Continue the story about Buffy, the shelter dog, from its last sentence.
BEGIN Text segment
Buffy was so good-natured that staff decided to send her along to a fundraising event. She would be the “meet and greet” pup representing the shelter that evening. She did a great job, wagging while people petted her head and looking slightly puzzled when people backed away from her after hearing her breed described as “pit bull mix”. She looked cute at the right moments and convinced many people to give her plenty of treats. Jeni Hinz, the shelter volunteer with her, simply fell in love. As she drove back into town with Buffy in the car, she couldn’t bring herself to leave Buffy that night. She called shelter staff, asking permission to bring Buffy home as a foster pup until an adoptive family could be found.
She was introduced to the other dogs in the home and did very well. She loved snuggling in the bed and getting lots of love and affection.
END Text segment
BEGIN Dataset records
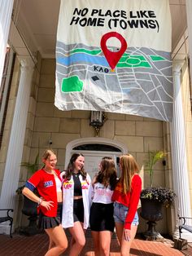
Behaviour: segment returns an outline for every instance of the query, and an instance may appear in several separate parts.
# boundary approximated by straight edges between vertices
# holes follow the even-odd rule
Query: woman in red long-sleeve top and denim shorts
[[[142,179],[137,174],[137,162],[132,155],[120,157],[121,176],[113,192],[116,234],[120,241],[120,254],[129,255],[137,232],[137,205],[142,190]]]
END Dataset records
Solved problem
Buffy’s foster family had an event filled weekend. They had Christmas parties to attend and lots of people to visit. Buffy’s foster dad, Greg, took her outside for a potty break before he left the house for the evening but she refused to go. She kept returning to the front of the garage. She sat and growled at the door, which was very out of character for this mellow pup. Convinced that Buffy was trying to convey something to him, Greg put the other dogs back into the house and took her into the garage. When he opened the garage door, Buffy immediately ran to the box used to store the ash from the furnace. The ashes had been left outside, even in the mist and rain, for two days before being put into the box. When she got to the box, the inside was glowing red and the box itself was charred and hot. Buffy had saved the house from starting on fire and her canine friends from being caught in a devastating, possibly deadly, situation.
“There was no question that we were keeping her,” Jeni said. “She saved our house – the least we could do was offer it to her.”
Buffy has been renamed Cinder as a reminder of her incredible act and has been officially adopted into her new home and family.